## Text under study
Wading through the Weeds

I started my Saturday in an overgrown flower bed.

I pulled on my work gloves, grabbed my pruners and located the wheelbarrow. After looking at the mess for a moment or two, trying to determine the best plan of attack, I decided there was no wrong way to begin this project. I just started cutting back perennials and pulling out weeds.

I have been trying to be more intentional about having an ongoing conversation with the Lord, so I prayed while I worked. I talked to Him about one thing after the other while going about my business.

While cutting back the dried-up black-eyed susans, I prayed for a young momma whose heart is so broken with grief that she has started to self-destruct. Lord, open her eyes to what is true. Help her to see that You have not left her. Protect her children while she wanders. Bring her back to You.

While walking to the shed for the electric trimmers, I marveled at the early morning sky and praised, Lord, thank You. You are amazing. You are sovereign. You are patient and You are present.

While yanking out thistles and dandelions, I pleaded, Father, heal my friend. Root out all of the infection in his body even as I root out these weeds. Let his family feel Your holy presence and restore them to one another. Glorify Yourself in his illness and in his healing!

While wheeling load after load of weeds and dead flowers to the pasture for the cows, I thanked God for the memories on our little farm and for His continual provision for our family. Lord, your goodness is overwhelming. Thank You for all of the memories we’ve made here at Country Haven. Thank You for the precious people who have lived here with me. Guide them, Lord. Open their eyes even more to who You are and how big You love.

While cutting a few of the remaining zinnia blooms for a pretty bouquet, I thought of a young lady from church who is hospitalized with Covid. Lord, thank you for the improvements she is making. Continue to heal her body as well as her heart. Draw her and her family closer to Yourself. Protect them from the evil one.

I admit that I muttered and chattered and pondered and wept my way through my work this morning. I even chuckled out loud at myself when I skipped over the beautiful web that was situated in a clump of dead, scrubby perennials. The garden spider who had made it sat (stood?) right in its center, ready to rebuild if necessary. I left her home intact and moved on to another area.

I have found myself in a season in which I tend to worry more easily than I used to. I don’t want to carry that burden; it’s not mine to carry. God will carry every burden we leave at His feet–regardless of how often we have placed it there. I don’t always have the luxury of praying out loud while I work, but I’m trying to take advantage of the opportunities when I do. One day last week, I sat in my kitchen rambling to the Lord while peeling apples. I cried that afternoon, too. I don’t think He cared one bit, and Heaven knows I felt better after our chat.

Dear friend, I want to encourage you to talk more to Jesus, too. He is willing to wade into the weeds with you. He will not be shocked by a single thing you say. He will not yell, interrupt, roll His eyes or stare at the TV. He will actually LISTEN to you. And, if you LISTEN to Him, You are sure to feel His response in your heart.

## Activity
Output the part of the garden devotional that opens with the words containing "While cutting back" and closes with "in his healing!", copied word for word.

## Data excerpts
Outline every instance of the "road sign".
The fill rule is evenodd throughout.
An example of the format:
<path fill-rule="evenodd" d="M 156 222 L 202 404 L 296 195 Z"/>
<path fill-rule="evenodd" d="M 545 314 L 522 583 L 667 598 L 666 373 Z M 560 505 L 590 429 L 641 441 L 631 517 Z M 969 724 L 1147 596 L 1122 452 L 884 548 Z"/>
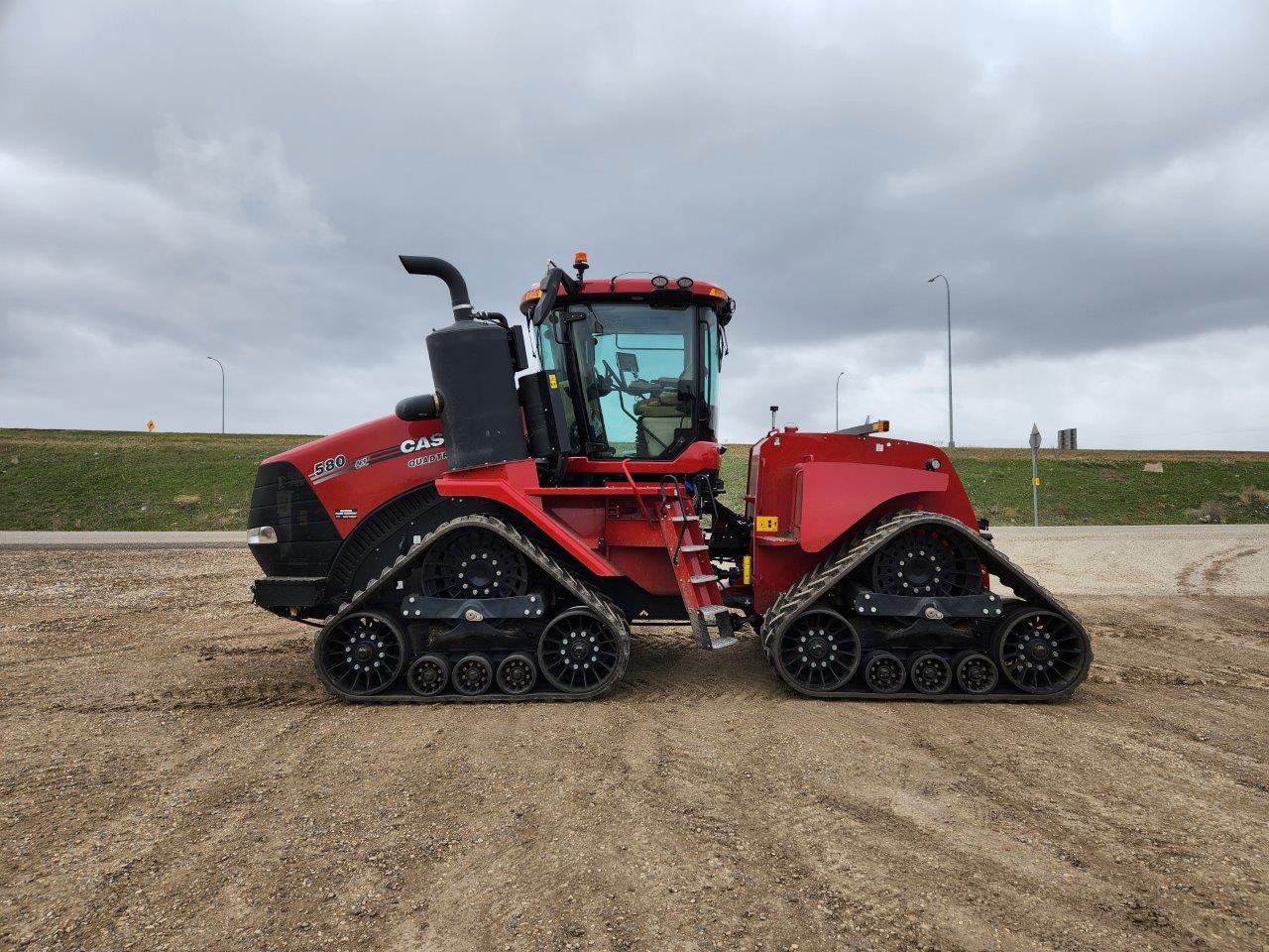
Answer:
<path fill-rule="evenodd" d="M 1032 434 L 1027 439 L 1032 448 L 1032 518 L 1039 526 L 1039 426 L 1032 424 Z"/>

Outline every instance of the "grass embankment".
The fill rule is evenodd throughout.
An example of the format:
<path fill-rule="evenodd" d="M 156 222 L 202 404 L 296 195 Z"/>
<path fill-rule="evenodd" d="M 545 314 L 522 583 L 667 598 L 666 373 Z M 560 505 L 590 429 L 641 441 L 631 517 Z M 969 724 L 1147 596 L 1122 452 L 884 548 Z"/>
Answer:
<path fill-rule="evenodd" d="M 0 430 L 0 529 L 241 529 L 260 459 L 298 435 Z M 956 449 L 970 499 L 994 524 L 1030 523 L 1024 449 Z M 723 457 L 740 505 L 747 447 Z M 1164 471 L 1143 472 L 1161 462 Z M 1269 453 L 1041 452 L 1041 522 L 1269 522 Z M 1204 519 L 1206 517 L 1206 519 Z"/>
<path fill-rule="evenodd" d="M 310 439 L 0 430 L 0 529 L 241 529 L 260 461 Z"/>

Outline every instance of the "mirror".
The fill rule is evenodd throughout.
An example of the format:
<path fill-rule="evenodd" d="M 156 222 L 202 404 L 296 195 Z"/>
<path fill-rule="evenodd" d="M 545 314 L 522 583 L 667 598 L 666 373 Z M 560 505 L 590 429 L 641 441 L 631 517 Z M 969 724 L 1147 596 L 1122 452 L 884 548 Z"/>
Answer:
<path fill-rule="evenodd" d="M 538 287 L 542 288 L 542 297 L 539 297 L 538 302 L 533 306 L 534 325 L 542 324 L 547 315 L 551 314 L 551 308 L 555 307 L 555 300 L 560 293 L 560 279 L 562 277 L 562 269 L 547 268 L 547 273 L 542 275 L 542 281 L 538 282 Z"/>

## Exercise answer
While cutting back the dried-up black-eyed susans, I prayed for a young momma whose heart is so broken with grief that she has started to self-destruct. Lord, open her eyes to what is true. Help her to see that You have not left her. Protect her children while she wanders. Bring her back to You.

While walking to the shed for the electric trimmers, I marveled at the early morning sky and praised, Lord, thank You. You are amazing. You are sovereign. You are patient and You are present.

While yanking out thistles and dandelions, I pleaded, Father, heal my friend. Root out all of the infection in his body even as I root out these weeds. Let his family feel Your holy presence and restore them to one another. Glorify Yourself in his illness and in his healing!